## WRITTEN PROBLEM
Present the records below as a Markdown table with the columns Row and Line, numbering each row and leaving out blank lines. Start at the line that has "Highlight chin with" and stop after the line that has "[0,0,235,84]".

## EXTRACTED RECORDS

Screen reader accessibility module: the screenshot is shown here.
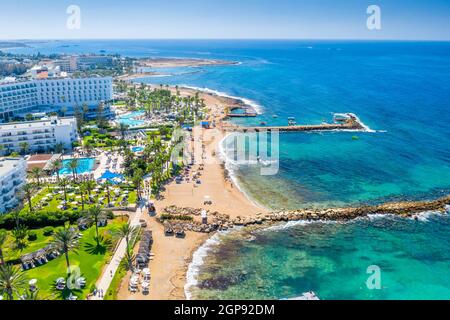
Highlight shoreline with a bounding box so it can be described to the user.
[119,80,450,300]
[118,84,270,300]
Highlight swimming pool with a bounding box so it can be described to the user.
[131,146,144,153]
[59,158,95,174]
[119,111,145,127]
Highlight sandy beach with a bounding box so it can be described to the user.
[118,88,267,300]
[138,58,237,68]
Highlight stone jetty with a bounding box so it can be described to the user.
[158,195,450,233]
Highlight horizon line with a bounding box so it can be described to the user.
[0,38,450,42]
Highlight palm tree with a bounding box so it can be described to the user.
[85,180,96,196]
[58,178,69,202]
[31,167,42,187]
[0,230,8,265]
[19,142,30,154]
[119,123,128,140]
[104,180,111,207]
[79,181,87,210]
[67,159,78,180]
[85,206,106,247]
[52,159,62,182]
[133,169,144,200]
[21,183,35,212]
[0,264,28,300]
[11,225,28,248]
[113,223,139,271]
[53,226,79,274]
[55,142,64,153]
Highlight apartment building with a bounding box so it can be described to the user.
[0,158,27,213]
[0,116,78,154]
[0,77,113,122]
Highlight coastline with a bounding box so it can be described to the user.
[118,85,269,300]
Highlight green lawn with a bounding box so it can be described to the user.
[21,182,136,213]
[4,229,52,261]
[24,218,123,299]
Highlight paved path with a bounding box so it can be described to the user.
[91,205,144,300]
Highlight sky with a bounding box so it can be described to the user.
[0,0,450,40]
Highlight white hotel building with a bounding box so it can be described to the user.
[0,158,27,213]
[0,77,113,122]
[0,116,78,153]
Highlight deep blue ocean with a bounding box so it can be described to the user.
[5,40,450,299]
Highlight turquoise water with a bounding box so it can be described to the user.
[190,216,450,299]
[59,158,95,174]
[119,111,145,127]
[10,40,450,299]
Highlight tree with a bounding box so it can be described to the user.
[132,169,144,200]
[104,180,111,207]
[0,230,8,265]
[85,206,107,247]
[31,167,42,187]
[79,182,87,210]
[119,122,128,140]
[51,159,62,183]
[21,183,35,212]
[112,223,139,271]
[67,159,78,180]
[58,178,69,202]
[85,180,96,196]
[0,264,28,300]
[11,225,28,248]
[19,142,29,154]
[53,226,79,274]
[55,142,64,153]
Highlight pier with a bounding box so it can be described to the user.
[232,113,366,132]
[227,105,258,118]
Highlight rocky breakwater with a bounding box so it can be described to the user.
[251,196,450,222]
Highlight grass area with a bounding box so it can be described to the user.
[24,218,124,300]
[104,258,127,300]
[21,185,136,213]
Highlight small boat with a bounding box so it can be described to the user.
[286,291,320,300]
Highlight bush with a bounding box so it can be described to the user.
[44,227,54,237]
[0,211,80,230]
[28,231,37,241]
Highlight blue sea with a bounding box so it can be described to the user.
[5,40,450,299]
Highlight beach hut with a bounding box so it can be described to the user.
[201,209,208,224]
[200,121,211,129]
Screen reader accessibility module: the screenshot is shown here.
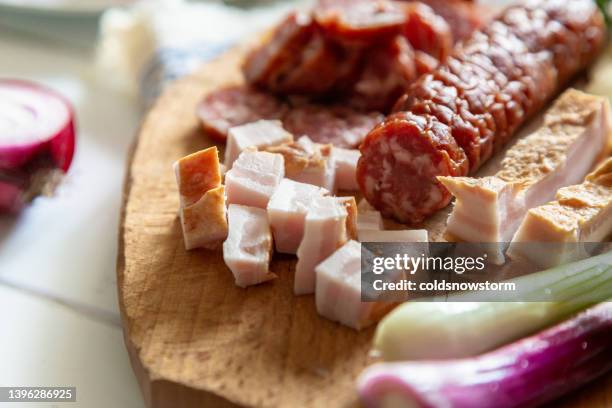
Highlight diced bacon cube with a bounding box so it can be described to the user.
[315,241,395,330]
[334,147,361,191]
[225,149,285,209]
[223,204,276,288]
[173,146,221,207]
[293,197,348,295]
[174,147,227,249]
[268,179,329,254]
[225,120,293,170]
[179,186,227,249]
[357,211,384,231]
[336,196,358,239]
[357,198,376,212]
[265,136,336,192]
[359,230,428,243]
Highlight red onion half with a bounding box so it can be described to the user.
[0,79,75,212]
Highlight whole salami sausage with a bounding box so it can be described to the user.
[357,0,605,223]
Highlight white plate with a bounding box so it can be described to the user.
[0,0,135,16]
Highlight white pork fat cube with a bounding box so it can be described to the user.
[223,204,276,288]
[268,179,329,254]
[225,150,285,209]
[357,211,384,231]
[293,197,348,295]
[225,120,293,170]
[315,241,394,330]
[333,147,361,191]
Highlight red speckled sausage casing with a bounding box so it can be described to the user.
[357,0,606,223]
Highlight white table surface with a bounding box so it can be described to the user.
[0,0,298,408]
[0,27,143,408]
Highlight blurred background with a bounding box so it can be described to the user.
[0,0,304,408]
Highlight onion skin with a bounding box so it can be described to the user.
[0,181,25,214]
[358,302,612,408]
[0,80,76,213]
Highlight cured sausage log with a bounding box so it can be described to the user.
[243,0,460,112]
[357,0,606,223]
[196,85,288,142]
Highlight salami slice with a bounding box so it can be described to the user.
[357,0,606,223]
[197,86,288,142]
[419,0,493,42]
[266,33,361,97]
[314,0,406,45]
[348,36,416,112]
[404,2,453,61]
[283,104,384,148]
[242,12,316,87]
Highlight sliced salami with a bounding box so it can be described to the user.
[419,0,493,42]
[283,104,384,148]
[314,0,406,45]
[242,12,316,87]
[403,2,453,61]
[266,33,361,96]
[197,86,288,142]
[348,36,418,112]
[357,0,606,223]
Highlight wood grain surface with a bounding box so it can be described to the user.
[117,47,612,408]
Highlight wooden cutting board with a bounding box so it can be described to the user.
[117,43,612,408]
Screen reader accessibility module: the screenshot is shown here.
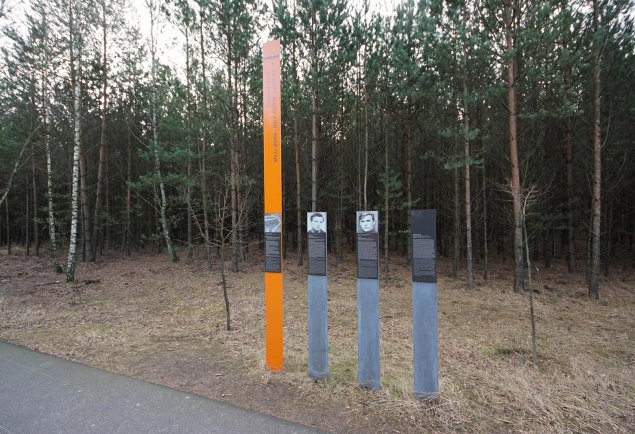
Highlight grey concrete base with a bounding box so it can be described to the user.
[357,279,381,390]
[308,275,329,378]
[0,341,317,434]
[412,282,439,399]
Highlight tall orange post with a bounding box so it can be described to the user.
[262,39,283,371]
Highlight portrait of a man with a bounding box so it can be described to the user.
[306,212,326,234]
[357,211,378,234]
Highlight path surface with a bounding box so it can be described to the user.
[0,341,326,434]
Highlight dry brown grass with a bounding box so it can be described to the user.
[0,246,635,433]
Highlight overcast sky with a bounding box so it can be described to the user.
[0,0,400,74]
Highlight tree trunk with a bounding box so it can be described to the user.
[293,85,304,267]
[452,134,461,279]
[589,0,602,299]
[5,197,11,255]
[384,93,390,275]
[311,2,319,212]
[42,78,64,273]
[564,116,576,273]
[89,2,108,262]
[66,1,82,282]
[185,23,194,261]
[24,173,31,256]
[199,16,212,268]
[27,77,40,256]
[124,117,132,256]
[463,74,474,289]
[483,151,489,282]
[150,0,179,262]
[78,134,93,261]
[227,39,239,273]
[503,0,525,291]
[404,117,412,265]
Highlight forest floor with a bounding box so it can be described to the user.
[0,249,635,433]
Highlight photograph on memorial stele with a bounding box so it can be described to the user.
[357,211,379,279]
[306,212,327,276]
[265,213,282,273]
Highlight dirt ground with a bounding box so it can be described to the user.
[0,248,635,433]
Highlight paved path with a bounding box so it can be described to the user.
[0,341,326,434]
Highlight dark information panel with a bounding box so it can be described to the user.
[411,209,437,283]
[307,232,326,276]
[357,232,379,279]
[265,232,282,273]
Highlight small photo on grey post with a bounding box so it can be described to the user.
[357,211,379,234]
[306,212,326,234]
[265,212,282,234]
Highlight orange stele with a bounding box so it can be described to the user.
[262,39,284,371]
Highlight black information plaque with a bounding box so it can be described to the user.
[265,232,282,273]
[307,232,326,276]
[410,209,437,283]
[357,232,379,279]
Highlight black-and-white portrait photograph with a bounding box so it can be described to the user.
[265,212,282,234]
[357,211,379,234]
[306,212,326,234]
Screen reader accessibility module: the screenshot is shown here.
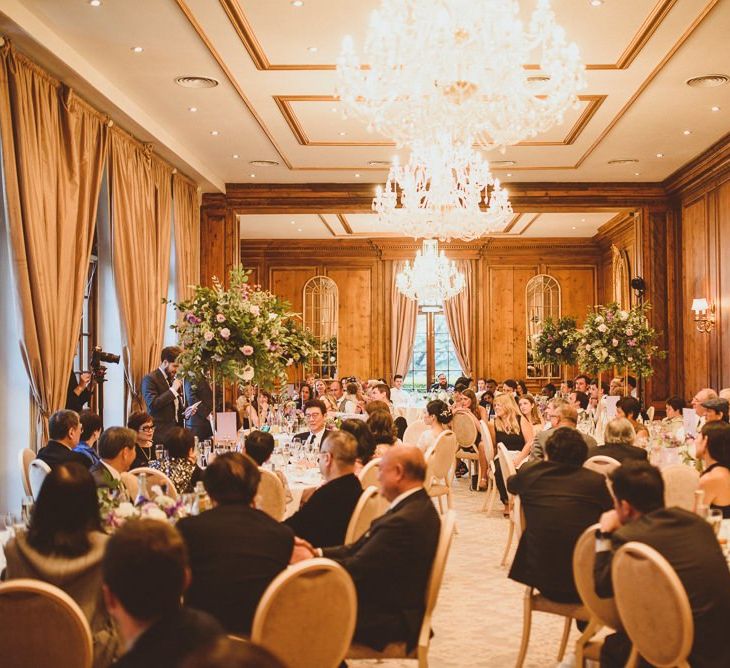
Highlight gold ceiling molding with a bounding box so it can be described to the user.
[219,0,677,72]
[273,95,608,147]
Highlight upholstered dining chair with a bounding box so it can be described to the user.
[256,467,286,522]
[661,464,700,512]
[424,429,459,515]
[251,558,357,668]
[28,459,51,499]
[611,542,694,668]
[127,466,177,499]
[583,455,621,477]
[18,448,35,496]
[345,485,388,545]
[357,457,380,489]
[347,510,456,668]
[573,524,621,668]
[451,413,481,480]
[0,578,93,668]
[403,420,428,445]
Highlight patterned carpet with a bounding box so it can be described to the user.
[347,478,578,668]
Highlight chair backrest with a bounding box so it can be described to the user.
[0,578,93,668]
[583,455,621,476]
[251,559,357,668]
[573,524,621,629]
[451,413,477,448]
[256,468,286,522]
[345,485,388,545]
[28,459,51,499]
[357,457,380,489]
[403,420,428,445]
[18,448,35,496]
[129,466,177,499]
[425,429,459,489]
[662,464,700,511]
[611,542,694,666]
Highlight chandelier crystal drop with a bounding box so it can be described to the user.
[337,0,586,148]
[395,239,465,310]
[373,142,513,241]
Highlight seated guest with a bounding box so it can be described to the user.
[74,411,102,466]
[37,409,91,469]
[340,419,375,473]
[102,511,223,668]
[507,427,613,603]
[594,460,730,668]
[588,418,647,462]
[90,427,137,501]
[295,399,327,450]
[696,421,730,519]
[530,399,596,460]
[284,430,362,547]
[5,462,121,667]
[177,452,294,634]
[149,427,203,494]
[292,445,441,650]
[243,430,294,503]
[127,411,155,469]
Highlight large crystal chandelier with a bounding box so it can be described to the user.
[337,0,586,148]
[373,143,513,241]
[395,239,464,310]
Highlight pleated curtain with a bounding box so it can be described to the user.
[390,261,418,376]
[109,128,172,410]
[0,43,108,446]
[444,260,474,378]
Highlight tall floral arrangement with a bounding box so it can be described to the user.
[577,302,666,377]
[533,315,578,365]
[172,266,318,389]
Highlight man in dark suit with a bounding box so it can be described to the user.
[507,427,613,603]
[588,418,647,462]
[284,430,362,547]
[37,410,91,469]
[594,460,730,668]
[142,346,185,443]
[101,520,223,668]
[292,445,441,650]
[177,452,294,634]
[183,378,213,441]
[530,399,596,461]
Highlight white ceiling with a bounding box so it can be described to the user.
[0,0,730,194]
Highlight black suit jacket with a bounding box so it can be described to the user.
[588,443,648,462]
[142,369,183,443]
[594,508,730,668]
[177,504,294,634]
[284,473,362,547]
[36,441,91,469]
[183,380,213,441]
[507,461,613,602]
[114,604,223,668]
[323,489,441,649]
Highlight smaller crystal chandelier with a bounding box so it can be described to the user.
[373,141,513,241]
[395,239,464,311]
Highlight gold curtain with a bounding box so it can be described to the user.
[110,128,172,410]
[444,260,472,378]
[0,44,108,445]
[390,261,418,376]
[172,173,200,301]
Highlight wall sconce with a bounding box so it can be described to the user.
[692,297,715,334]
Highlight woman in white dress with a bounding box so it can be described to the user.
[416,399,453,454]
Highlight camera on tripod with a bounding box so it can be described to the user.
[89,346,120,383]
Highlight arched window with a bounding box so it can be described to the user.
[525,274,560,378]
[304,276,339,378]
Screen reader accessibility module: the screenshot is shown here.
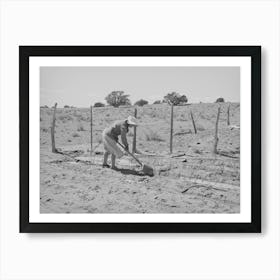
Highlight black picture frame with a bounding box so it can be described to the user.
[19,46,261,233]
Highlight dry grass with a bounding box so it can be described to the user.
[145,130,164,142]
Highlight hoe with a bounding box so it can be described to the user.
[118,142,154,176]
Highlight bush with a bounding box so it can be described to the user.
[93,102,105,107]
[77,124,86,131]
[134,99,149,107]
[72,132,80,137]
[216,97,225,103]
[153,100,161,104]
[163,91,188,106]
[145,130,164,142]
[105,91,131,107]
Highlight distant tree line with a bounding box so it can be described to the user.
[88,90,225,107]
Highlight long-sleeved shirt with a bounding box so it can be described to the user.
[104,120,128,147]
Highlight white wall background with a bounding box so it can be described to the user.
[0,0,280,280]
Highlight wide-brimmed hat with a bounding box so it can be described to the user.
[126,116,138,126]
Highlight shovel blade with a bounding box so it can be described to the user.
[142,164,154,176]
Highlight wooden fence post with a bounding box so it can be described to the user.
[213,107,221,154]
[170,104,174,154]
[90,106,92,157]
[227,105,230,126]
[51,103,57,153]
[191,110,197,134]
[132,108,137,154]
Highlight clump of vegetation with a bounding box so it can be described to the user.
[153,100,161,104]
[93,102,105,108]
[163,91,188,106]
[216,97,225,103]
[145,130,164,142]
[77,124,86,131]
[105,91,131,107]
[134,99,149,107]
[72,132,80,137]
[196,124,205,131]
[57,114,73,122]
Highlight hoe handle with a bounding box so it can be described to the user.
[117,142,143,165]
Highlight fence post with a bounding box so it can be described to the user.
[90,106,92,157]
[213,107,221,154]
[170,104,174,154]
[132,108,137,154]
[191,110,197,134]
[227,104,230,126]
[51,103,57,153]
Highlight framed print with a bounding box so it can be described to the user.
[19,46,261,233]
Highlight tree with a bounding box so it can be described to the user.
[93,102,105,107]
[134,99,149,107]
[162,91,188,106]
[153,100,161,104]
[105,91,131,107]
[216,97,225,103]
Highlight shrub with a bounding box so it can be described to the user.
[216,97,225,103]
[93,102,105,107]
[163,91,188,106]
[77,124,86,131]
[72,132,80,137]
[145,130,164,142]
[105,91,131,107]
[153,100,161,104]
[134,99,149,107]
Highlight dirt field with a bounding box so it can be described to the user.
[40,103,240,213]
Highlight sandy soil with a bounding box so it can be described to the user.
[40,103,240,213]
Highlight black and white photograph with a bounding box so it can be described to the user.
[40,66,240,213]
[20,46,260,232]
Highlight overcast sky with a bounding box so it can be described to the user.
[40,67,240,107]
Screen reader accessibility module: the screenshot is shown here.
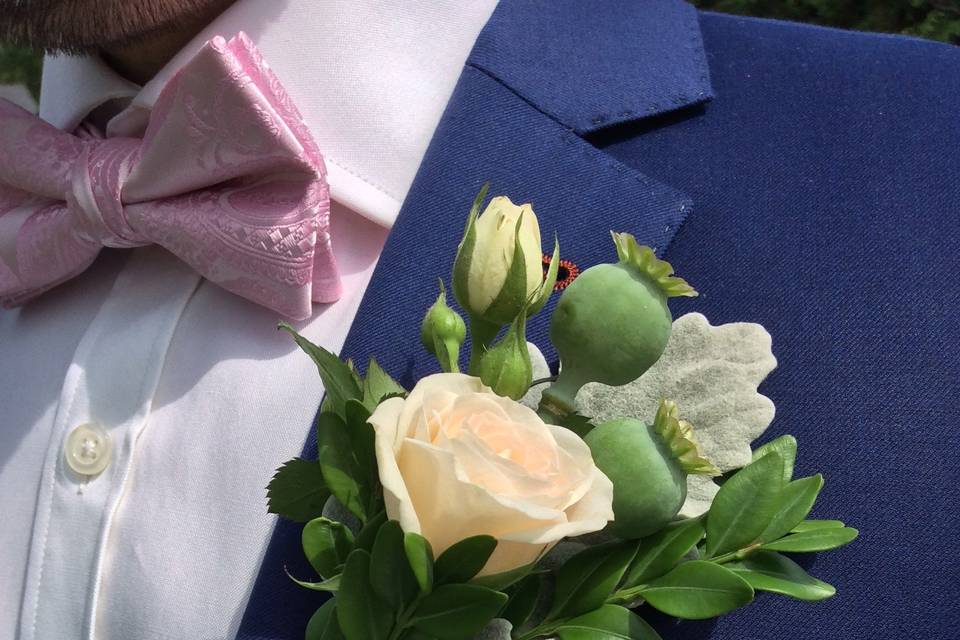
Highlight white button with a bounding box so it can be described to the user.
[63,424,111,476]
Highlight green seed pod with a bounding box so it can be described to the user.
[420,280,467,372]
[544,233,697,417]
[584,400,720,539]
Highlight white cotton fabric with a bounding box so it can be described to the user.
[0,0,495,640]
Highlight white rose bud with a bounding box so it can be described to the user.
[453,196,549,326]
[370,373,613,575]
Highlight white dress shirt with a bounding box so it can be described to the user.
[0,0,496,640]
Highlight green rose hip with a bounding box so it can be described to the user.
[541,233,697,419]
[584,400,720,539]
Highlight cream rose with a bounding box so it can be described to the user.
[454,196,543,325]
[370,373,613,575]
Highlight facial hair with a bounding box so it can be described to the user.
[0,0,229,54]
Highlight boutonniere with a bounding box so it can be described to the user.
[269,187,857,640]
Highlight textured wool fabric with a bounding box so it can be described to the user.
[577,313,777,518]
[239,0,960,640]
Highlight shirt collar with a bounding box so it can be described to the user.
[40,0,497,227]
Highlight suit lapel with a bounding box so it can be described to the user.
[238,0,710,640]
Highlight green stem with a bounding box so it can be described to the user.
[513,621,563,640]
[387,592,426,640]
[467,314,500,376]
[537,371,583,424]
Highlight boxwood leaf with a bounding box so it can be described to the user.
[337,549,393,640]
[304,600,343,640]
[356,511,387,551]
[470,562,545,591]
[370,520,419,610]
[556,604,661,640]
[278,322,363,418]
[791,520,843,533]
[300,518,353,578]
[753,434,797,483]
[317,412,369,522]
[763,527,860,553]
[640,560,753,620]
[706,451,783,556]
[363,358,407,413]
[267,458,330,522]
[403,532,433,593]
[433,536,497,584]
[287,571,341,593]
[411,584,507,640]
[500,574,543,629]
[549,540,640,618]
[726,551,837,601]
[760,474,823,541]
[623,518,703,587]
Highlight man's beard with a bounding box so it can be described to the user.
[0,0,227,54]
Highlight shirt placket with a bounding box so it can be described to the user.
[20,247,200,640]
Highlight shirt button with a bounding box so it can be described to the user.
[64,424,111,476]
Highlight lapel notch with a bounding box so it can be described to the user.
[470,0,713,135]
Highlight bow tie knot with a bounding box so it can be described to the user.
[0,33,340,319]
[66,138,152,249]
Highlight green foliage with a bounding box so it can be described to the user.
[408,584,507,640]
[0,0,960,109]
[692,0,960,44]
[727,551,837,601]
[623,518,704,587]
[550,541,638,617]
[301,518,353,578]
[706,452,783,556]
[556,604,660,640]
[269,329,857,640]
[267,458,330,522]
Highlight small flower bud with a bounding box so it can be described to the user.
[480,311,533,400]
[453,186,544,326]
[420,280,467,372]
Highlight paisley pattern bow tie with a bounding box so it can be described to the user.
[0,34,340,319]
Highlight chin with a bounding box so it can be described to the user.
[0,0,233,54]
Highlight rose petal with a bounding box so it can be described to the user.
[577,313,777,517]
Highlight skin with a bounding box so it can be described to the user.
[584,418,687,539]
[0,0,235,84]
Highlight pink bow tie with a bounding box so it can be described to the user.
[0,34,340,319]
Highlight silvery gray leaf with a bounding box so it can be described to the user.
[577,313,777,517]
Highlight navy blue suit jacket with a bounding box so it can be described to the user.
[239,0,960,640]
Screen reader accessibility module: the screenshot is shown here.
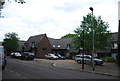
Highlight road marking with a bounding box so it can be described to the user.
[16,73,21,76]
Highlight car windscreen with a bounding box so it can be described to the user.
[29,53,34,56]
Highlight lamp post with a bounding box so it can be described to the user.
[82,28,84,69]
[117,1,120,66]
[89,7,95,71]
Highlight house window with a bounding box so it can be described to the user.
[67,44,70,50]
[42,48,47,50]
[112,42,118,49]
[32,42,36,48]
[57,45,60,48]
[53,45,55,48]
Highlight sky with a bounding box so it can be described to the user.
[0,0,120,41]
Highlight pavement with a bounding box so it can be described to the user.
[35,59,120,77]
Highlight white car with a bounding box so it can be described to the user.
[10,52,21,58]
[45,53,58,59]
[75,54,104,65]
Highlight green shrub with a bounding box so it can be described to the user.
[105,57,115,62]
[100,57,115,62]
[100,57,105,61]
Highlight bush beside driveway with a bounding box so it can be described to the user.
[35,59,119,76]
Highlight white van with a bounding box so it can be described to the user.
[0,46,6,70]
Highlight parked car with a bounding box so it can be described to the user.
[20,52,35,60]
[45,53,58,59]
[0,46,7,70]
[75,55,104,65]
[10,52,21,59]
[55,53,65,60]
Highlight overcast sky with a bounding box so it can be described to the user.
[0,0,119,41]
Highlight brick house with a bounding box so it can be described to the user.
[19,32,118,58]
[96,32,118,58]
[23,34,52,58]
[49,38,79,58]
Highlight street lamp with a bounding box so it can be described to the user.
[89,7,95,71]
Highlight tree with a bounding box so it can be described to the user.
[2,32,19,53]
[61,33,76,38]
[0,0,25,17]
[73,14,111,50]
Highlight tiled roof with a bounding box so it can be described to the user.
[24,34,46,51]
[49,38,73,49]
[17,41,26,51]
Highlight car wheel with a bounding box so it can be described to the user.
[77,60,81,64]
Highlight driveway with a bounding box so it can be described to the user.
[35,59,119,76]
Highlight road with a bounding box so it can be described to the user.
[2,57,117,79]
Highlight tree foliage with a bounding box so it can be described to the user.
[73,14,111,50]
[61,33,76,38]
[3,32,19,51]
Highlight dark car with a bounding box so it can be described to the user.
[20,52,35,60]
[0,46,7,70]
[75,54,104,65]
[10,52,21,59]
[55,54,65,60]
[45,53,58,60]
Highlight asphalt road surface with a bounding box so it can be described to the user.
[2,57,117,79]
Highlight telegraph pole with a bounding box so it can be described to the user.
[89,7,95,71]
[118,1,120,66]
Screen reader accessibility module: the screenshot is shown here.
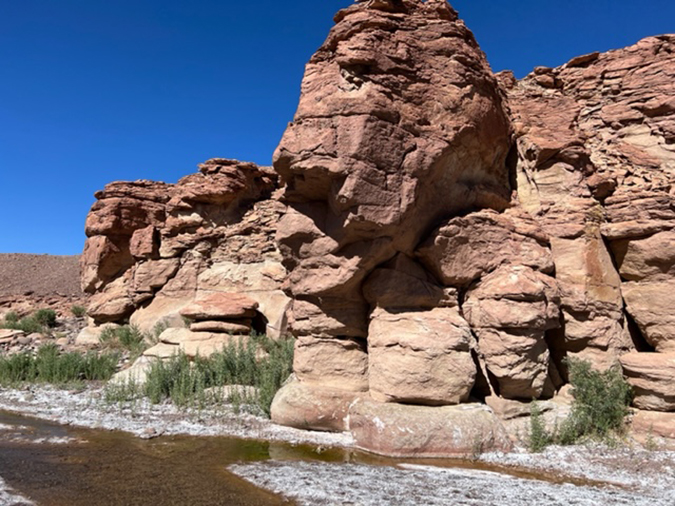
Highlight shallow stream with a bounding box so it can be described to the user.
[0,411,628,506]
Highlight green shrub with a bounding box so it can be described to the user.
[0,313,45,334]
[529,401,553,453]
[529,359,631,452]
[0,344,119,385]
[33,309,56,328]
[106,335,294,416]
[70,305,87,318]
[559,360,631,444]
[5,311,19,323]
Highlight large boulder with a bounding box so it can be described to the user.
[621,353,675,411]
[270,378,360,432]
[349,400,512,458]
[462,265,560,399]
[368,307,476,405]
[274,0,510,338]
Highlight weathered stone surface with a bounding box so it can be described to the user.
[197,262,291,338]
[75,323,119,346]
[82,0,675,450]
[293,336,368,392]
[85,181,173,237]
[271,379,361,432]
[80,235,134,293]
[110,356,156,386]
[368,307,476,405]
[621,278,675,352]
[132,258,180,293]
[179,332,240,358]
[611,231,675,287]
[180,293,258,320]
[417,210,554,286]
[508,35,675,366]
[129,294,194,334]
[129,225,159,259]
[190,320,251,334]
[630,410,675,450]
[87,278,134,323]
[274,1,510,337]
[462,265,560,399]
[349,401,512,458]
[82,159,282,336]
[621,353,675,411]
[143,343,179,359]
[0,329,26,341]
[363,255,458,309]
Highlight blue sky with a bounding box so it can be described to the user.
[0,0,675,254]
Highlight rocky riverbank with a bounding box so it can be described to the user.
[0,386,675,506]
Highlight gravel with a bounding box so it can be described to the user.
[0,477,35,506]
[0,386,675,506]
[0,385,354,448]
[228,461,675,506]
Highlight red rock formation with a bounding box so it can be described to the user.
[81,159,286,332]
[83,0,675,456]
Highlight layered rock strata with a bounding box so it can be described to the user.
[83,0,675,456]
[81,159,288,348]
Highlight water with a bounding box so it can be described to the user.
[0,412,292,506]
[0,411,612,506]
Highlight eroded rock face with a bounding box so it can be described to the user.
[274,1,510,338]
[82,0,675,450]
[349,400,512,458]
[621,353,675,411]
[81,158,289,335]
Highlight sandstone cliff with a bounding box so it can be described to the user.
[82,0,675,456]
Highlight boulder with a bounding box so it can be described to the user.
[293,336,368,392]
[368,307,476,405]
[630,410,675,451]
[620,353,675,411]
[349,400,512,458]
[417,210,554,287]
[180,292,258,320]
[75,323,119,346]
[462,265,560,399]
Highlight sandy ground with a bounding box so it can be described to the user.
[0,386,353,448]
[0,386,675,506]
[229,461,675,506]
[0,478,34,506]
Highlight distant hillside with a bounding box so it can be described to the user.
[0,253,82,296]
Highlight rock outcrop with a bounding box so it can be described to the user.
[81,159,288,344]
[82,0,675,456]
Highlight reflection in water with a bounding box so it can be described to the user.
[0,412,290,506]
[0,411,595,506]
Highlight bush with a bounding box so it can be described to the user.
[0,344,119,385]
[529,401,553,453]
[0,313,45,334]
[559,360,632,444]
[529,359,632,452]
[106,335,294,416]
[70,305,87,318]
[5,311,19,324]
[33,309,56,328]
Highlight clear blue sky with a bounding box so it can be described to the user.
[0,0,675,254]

## ANSWER FOR THE TASK
| Row | Line |
|---|---|
| 1 | Highlight chin with a bounding box so it can be described to the user. |
| 2 | [0,0,233,54] |
| 3 | Highlight rose petal with a bounding box so it can be described to the user. |
| 4 | [577,313,777,517] |
| 5 | Highlight skin with a bounding box so it can be described to the user. |
| 6 | [584,418,687,539] |
| 7 | [0,0,235,84] |